*What you need to do*. All pictures are to be omitted while the lines starting at the line with "spot the white cap in the photo below" and ending at the line with "spot the man's ear in the photo above" in the material below are retyped exactly, both ends included.

*Dataset content*.
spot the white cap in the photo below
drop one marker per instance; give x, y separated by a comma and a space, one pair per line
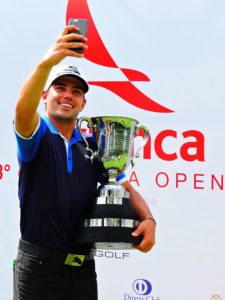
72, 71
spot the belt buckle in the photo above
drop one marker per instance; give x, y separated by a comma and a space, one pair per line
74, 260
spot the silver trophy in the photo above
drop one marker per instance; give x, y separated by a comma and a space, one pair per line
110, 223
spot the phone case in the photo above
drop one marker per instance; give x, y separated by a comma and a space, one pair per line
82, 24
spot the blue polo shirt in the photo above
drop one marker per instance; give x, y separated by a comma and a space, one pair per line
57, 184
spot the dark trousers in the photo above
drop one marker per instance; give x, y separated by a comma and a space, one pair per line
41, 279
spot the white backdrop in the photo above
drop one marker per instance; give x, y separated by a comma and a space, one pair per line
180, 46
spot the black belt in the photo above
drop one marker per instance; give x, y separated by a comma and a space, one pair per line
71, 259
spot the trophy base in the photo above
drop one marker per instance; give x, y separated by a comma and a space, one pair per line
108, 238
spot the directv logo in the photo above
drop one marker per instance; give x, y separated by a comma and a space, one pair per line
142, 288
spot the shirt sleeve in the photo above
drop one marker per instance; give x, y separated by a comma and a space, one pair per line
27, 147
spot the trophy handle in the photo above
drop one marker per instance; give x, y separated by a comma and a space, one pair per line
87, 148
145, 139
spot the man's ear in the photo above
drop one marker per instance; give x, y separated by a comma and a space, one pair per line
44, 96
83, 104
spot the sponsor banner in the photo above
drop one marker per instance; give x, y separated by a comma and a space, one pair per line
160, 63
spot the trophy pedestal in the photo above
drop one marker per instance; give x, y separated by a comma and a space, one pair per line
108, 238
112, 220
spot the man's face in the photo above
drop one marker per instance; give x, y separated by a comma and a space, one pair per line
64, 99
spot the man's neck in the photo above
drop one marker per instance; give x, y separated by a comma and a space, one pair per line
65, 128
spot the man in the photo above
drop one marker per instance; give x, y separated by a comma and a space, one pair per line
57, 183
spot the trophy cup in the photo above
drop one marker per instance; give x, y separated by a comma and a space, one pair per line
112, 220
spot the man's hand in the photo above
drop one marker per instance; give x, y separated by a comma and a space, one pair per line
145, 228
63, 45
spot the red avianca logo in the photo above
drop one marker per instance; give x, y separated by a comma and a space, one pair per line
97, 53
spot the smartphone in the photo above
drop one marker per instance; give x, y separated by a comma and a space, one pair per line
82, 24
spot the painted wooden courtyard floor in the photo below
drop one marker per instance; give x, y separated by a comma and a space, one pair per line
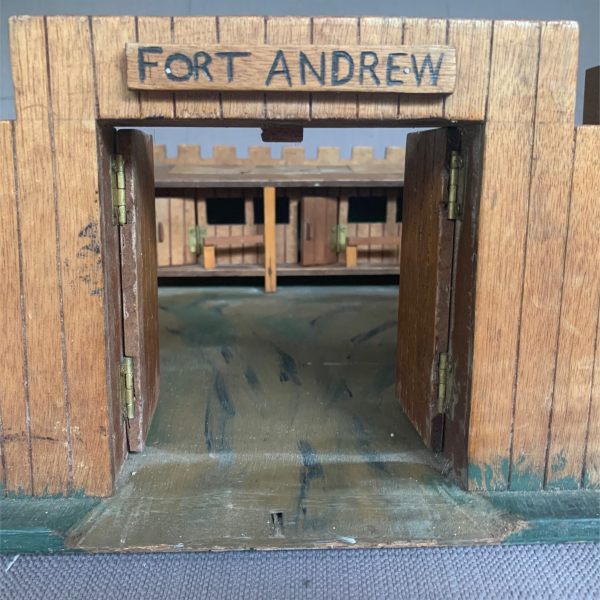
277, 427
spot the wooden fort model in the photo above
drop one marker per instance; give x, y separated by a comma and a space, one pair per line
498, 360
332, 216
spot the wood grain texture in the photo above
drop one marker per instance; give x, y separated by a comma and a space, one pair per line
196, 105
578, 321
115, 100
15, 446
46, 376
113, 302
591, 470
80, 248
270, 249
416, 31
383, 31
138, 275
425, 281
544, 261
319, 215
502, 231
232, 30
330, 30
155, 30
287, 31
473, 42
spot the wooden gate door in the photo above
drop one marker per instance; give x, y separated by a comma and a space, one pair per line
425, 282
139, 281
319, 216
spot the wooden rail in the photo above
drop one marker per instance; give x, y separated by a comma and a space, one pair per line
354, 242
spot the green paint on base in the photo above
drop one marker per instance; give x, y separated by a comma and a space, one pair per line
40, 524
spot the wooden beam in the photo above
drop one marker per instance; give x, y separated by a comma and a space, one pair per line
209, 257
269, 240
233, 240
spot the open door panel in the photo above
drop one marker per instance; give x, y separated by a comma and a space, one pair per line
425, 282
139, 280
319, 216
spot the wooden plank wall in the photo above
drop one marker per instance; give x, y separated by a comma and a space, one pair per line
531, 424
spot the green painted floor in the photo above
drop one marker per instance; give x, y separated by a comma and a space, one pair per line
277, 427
---
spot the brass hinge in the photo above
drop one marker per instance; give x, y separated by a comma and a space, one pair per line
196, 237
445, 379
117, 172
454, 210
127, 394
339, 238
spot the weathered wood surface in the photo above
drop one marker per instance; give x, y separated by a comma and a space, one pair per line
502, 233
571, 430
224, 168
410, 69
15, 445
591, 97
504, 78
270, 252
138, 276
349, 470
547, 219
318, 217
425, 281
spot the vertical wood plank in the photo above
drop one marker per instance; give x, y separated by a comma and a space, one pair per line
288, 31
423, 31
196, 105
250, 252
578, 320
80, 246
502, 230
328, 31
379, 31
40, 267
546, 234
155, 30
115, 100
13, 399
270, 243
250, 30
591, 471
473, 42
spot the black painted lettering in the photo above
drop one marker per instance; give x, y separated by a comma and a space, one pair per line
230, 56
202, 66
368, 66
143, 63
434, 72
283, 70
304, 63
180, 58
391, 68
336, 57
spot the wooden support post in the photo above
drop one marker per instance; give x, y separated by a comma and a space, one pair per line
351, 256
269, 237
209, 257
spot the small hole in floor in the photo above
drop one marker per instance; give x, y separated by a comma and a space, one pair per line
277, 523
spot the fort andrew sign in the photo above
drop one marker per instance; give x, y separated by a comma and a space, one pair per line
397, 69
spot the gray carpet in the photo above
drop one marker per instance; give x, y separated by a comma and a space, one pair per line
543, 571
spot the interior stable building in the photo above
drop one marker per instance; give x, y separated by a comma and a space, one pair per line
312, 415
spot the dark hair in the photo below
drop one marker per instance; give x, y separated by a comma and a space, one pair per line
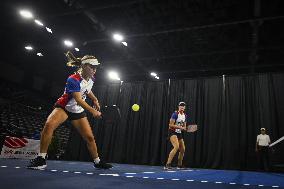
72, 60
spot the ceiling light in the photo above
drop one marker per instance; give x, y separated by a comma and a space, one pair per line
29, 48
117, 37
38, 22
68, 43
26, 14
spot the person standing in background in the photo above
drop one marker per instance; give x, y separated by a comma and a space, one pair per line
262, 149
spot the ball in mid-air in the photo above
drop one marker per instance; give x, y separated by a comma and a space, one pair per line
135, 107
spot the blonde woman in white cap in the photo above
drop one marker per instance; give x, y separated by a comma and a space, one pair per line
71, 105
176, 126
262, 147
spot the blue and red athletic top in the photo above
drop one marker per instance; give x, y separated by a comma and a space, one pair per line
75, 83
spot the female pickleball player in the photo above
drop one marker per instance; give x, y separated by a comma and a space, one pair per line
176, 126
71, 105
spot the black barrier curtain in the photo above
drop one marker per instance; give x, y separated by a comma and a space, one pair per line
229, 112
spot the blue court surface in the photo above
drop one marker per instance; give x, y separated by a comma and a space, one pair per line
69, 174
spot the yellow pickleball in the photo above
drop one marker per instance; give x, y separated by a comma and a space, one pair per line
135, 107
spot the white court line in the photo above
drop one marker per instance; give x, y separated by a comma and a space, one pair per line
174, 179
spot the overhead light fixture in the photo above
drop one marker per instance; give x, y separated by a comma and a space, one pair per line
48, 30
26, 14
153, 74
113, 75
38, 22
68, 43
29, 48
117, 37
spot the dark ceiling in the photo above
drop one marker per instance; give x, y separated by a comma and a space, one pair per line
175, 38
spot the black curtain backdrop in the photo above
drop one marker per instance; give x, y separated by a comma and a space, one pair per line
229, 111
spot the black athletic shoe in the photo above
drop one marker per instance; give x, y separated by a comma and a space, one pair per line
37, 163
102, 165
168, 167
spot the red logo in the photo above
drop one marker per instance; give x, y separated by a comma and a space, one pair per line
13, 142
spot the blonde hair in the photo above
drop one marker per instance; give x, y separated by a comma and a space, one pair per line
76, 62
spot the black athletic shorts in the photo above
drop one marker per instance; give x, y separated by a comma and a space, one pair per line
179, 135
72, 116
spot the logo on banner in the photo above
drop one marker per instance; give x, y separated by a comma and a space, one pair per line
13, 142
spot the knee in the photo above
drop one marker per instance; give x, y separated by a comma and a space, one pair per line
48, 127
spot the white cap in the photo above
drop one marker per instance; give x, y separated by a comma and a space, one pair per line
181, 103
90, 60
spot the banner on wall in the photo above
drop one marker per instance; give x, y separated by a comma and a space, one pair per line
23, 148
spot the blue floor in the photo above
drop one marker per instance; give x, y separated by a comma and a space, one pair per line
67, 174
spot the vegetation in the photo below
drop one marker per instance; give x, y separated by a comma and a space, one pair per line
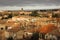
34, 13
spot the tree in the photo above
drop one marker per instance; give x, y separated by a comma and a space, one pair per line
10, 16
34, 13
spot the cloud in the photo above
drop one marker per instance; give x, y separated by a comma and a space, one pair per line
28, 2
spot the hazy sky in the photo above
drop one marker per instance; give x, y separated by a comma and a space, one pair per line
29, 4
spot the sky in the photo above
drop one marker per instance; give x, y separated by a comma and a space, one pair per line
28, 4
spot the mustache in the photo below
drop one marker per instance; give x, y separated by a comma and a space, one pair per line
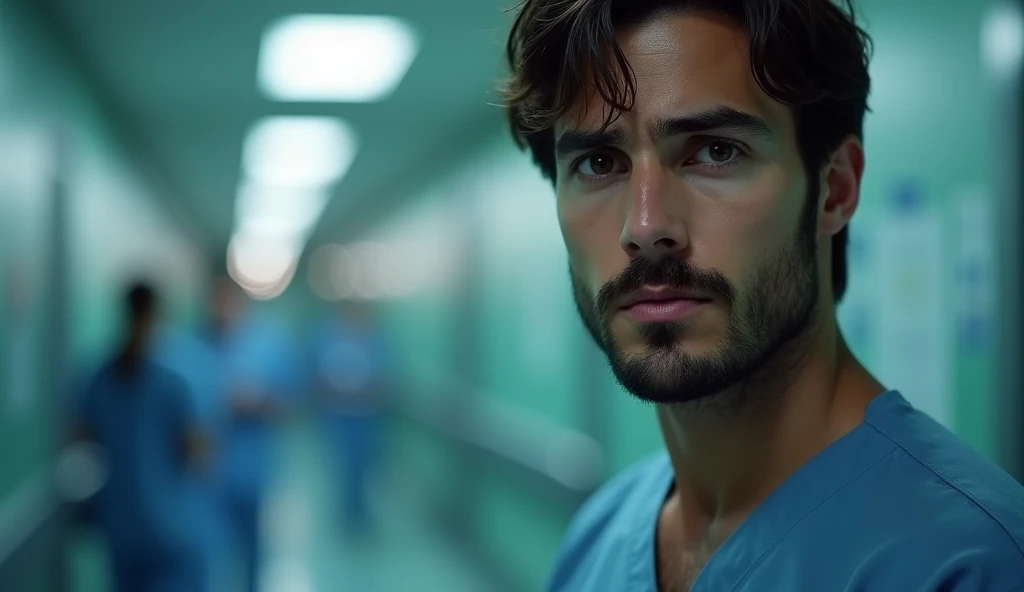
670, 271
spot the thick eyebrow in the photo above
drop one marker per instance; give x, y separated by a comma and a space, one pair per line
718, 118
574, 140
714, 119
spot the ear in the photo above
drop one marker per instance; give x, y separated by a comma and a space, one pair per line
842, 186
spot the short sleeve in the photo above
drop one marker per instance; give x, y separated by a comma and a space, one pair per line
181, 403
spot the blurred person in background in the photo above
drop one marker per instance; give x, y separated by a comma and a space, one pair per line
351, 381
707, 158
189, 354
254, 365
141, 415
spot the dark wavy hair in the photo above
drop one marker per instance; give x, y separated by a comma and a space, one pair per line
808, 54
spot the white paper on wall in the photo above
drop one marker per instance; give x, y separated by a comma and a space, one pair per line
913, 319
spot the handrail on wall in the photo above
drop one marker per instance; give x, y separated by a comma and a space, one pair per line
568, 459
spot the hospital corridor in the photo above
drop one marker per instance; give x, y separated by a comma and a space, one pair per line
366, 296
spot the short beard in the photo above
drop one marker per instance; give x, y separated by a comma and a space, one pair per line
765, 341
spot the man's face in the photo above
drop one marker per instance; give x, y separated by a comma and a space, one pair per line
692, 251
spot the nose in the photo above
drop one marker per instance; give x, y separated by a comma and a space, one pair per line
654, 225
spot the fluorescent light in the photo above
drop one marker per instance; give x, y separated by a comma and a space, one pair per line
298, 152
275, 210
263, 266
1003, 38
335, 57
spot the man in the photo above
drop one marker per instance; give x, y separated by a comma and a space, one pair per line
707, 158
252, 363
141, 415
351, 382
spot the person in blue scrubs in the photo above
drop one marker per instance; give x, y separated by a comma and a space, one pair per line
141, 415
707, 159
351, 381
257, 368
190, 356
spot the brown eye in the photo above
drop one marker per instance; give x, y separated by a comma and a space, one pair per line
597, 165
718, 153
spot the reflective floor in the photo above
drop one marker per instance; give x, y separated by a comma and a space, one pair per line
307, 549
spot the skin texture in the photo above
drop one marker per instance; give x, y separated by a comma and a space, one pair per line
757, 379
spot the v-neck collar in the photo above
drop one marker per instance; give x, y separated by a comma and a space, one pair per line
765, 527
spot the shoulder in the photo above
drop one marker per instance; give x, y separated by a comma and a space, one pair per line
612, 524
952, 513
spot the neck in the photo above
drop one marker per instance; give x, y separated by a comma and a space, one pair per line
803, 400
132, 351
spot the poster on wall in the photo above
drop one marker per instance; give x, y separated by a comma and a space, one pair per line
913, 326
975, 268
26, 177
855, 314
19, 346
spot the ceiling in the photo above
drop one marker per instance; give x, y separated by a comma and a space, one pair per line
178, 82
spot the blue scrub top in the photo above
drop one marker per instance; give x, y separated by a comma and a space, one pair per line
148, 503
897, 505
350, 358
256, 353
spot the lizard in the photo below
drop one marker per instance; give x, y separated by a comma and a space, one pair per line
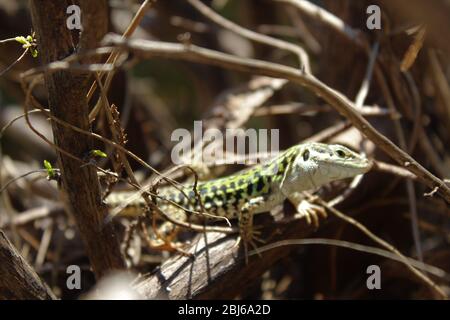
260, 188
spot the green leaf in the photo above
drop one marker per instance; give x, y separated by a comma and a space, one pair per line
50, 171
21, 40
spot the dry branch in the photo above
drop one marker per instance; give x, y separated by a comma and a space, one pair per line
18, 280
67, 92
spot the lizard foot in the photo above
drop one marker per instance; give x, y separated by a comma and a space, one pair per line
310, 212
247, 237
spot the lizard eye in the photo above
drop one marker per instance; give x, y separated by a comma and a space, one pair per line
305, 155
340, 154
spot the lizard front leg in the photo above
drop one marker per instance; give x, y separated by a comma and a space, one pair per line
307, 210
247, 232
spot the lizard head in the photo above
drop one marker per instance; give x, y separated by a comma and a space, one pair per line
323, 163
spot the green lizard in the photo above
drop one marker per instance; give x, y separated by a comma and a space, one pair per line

*Written solution*.
spot the white cap in the photo below
drop one marker per instance; give x, y separated by a comma and a space, one pair per line
72, 71
spot the belt buckle in the photo above
drop one marker per instance; give x, y separated by a comma and a space, one pair per line
74, 260
spot the silver trophy in the photo above
drop one marker per instance; give x, y separated by a comma and a space, one pair per line
110, 223
spot the phone case in the photo above
drop one marker per instance; give x, y separated by a comma and a space, one pair per line
82, 24
spot the blue polo shirt in the photo above
drop one marker per instance; give x, y separated by a comma and a space, one pair per line
57, 184
spot the dark trousers in the photo above
drop one marker per instance; give x, y separated by a comma and a space, one pair per line
41, 279
spot the white backdrop in the photo above
drop one marker per instance; give x, y separated by a comma and a space, one pair per line
180, 46
spot the black belt in the photo above
drop one marker per instance; give x, y separated by a comma and a space, one pair per line
71, 259
spot the trophy base in the photo above
drop one marker per instance; give x, y separated by a comma and a space, one pair per line
108, 238
spot the directv logo in the photo above
drop one marker per instance; give x, y separated by a comma and a space, one pair per line
142, 288
spot the shirt sleeve in the photo above
drop one marker per instance; give x, y separated by a comma and a space, one pair per line
27, 147
spot the trophy handle in the photo above
drop one marker per instance; give x, y separated by a comma and a space, one pair per line
87, 148
145, 139
spot the man's ear in the photo above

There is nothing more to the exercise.